Saved entries
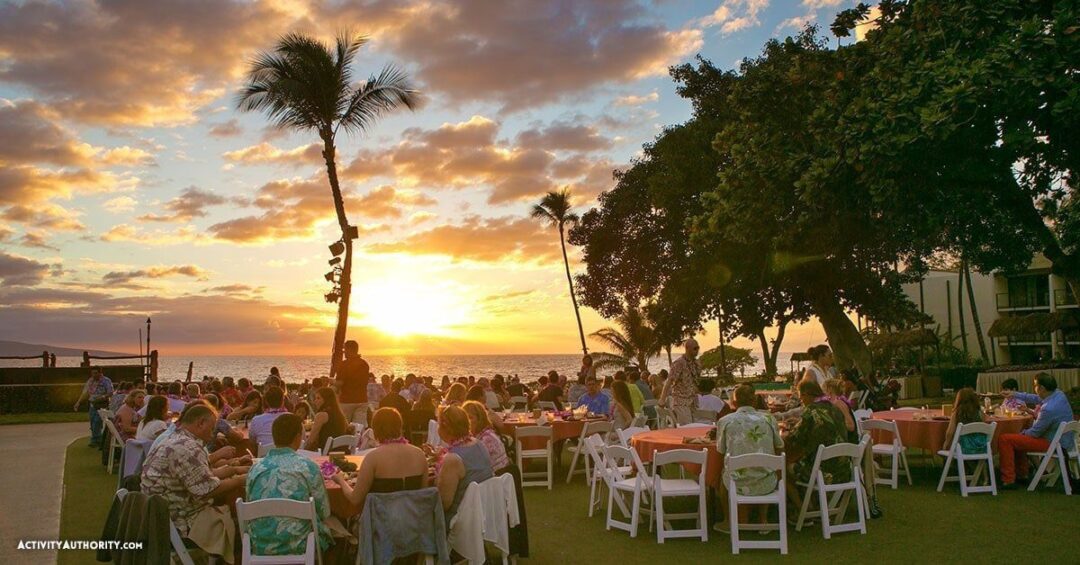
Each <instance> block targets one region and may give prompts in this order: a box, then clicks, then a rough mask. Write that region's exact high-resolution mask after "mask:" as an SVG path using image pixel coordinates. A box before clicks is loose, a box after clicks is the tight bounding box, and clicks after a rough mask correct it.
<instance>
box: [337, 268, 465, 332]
mask: <svg viewBox="0 0 1080 565" xmlns="http://www.w3.org/2000/svg"><path fill="white" fill-rule="evenodd" d="M462 294H463V292H462V291H461V290H460V288H458V287H456V286H455V285H451V284H446V283H438V282H427V281H423V280H410V279H381V278H380V279H377V280H372V281H366V282H363V283H360V284H357V285H355V286H353V290H352V304H351V305H350V308H349V310H350V312H352V313H353V314H354V315H355V317H356V318H357V323H359V325H363V326H368V327H372V328H375V329H376V331H378V332H379V333H382V334H386V335H389V336H393V337H405V336H411V335H432V336H453V335H457V334H458V333H459V332H460V326H461V325H462V324H465V323H468V321H469V319H470V311H469V307H468V302H467V300H464V299H463V297H462Z"/></svg>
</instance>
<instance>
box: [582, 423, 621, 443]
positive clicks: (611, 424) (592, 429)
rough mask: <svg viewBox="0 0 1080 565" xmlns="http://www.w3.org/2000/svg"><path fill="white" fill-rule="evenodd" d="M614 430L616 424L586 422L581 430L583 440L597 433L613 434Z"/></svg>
mask: <svg viewBox="0 0 1080 565" xmlns="http://www.w3.org/2000/svg"><path fill="white" fill-rule="evenodd" d="M612 430H615V423H611V422H610V421H605V420H598V421H586V422H585V425H584V426H583V427H582V428H581V438H582V439H585V438H588V436H590V435H594V434H597V433H611V431H612Z"/></svg>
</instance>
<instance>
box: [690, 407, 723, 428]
mask: <svg viewBox="0 0 1080 565" xmlns="http://www.w3.org/2000/svg"><path fill="white" fill-rule="evenodd" d="M718 416H719V414H718V413H717V412H716V411H702V409H694V411H691V412H690V419H691V420H693V421H694V422H697V423H704V425H706V426H712V425H714V423H716V420H717V418H718Z"/></svg>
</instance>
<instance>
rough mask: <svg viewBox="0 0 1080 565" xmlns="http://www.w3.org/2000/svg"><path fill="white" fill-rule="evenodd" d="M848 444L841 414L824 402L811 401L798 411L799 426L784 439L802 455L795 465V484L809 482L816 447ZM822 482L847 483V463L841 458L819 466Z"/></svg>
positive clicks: (817, 451) (847, 461)
mask: <svg viewBox="0 0 1080 565" xmlns="http://www.w3.org/2000/svg"><path fill="white" fill-rule="evenodd" d="M847 441H848V427H847V425H846V423H845V422H843V414H841V413H840V409H839V408H837V407H836V406H834V405H833V404H832V403H831V402H828V401H821V402H814V403H813V404H810V405H809V406H807V407H806V408H804V411H802V418H801V419H800V420H799V425H798V426H797V427H796V428H795V430H794V431H792V433H791V434H788V436H787V443H788V445H791V446H793V447H794V448H795V449H796V450H798V452H799V453H801V454H802V457H801V458H800V459H799V460H798V462H796V463H795V475H796V477H797V479H798V480H799V481H809V480H810V473H811V471H813V461H814V458H815V457H816V455H818V446H819V445H824V446H826V447H827V446H829V445H833V444H837V443H845V442H847ZM821 470H822V472H823V473H825V482H826V483H831V484H832V483H843V482H847V481H850V480H851V462H850V461H848V460H846V458H843V457H838V458H835V459H829V460H827V461H825V462H824V463H822V466H821Z"/></svg>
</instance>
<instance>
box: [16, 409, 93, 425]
mask: <svg viewBox="0 0 1080 565" xmlns="http://www.w3.org/2000/svg"><path fill="white" fill-rule="evenodd" d="M89 418H90V416H87V415H86V411H81V412H33V413H28V414H0V426H15V425H21V423H60V422H68V421H87V420H89Z"/></svg>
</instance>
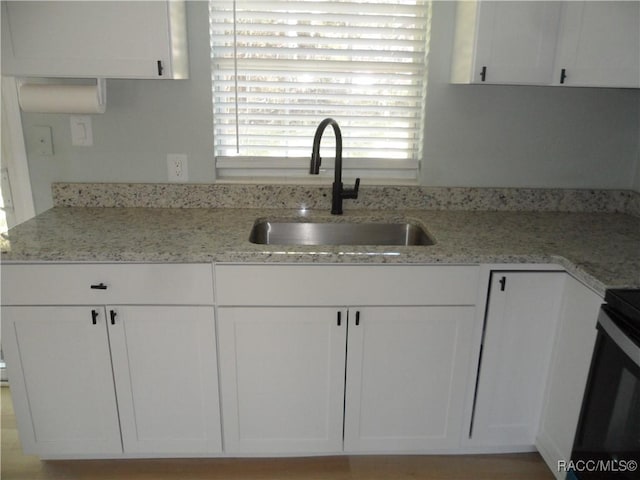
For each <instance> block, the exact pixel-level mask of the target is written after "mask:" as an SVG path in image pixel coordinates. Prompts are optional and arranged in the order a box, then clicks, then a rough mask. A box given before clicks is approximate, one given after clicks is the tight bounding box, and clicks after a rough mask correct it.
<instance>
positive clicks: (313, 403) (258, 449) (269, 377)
mask: <svg viewBox="0 0 640 480" xmlns="http://www.w3.org/2000/svg"><path fill="white" fill-rule="evenodd" d="M473 318H474V309H473V308H472V307H359V308H354V307H351V308H349V309H343V308H330V307H329V308H327V307H317V308H300V307H282V308H278V307H266V308H264V307H263V308H260V307H256V308H242V307H229V308H220V309H219V310H218V325H219V336H220V337H219V343H220V371H221V378H220V381H221V390H222V405H223V412H224V432H225V449H226V451H227V452H229V453H233V454H267V453H289V454H292V453H331V452H334V453H335V452H340V451H342V450H343V448H344V450H345V451H347V452H376V451H378V452H418V451H429V450H432V451H433V450H438V449H451V448H455V447H457V446H458V444H459V441H460V431H461V427H462V417H463V406H464V394H465V391H466V386H467V372H468V366H469V358H470V352H471V340H472V334H473ZM347 332H348V333H347ZM345 353H346V363H345ZM343 412H344V417H343ZM343 422H344V447H343Z"/></svg>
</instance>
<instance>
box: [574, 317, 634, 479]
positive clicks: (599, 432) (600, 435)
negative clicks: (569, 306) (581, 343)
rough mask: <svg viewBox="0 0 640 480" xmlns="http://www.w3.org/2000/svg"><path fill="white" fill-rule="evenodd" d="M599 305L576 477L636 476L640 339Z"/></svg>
mask: <svg viewBox="0 0 640 480" xmlns="http://www.w3.org/2000/svg"><path fill="white" fill-rule="evenodd" d="M634 329H635V327H634V326H633V325H632V324H631V323H629V319H628V318H627V317H625V316H622V315H620V314H618V313H617V311H615V310H613V309H611V308H610V307H608V306H607V305H603V307H602V310H601V311H600V316H599V318H598V336H597V340H596V345H595V349H594V354H593V358H592V361H591V369H590V372H589V379H588V381H587V387H586V391H585V396H584V400H583V403H582V410H581V413H580V421H579V423H578V430H577V432H576V437H575V441H574V446H573V452H572V458H571V460H572V466H573V467H574V472H573V474H574V475H575V477H576V478H578V479H580V480H596V479H598V480H602V479H607V480H609V479H616V480H618V479H620V480H622V479H624V480H632V479H633V480H638V479H640V470H638V462H639V461H640V339H638V338H635V337H636V332H635V331H634Z"/></svg>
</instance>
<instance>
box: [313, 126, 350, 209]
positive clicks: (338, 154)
mask: <svg viewBox="0 0 640 480" xmlns="http://www.w3.org/2000/svg"><path fill="white" fill-rule="evenodd" d="M329 125H331V126H332V127H333V132H334V134H335V137H336V158H335V168H334V179H333V189H332V195H331V213H333V214H334V215H341V214H342V200H343V199H345V198H358V189H359V188H360V179H359V178H356V183H355V186H354V188H353V189H345V188H343V186H342V133H341V132H340V126H339V125H338V122H336V121H335V120H334V119H333V118H325V119H324V120H323V121H322V122H320V125H318V128H317V129H316V134H315V136H314V137H313V149H312V151H311V164H310V166H309V173H310V174H312V175H318V174H319V173H320V164H321V163H322V158H320V141H321V140H322V134H323V133H324V131H325V129H326V128H327V127H328V126H329Z"/></svg>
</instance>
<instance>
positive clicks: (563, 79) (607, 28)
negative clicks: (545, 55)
mask: <svg viewBox="0 0 640 480" xmlns="http://www.w3.org/2000/svg"><path fill="white" fill-rule="evenodd" d="M563 71H564V75H563ZM553 83H554V84H563V85H569V86H609V87H633V88H638V87H640V2H638V1H629V2H592V1H590V2H568V3H567V4H566V5H565V6H564V11H563V15H562V24H561V28H560V35H559V43H558V51H557V57H556V67H555V74H554V78H553Z"/></svg>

Instructions to follow » Gather from the data above every line with the string "coordinates".

Final answer »
Each <instance> block targets one region and may give prompts in this order: a box, then clicks, then a rough mask. Write that region's exact high-resolution mask after "mask:" as an SVG path using image pixel coordinates. A box before clicks is loose, a box after clicks is the tight bounding box, and clicks after a rough mask correct it.
For each <instance> block, the exact pixel-level mask of the target is written after "mask:" as an SVG path in image pixel coordinates. Prompts are optional and arranged in the order a box, then clicks, then a rough mask. A box given before clicks is approximate, one given after clicks is the tight bounding box, and clicks after a rough mask correct it.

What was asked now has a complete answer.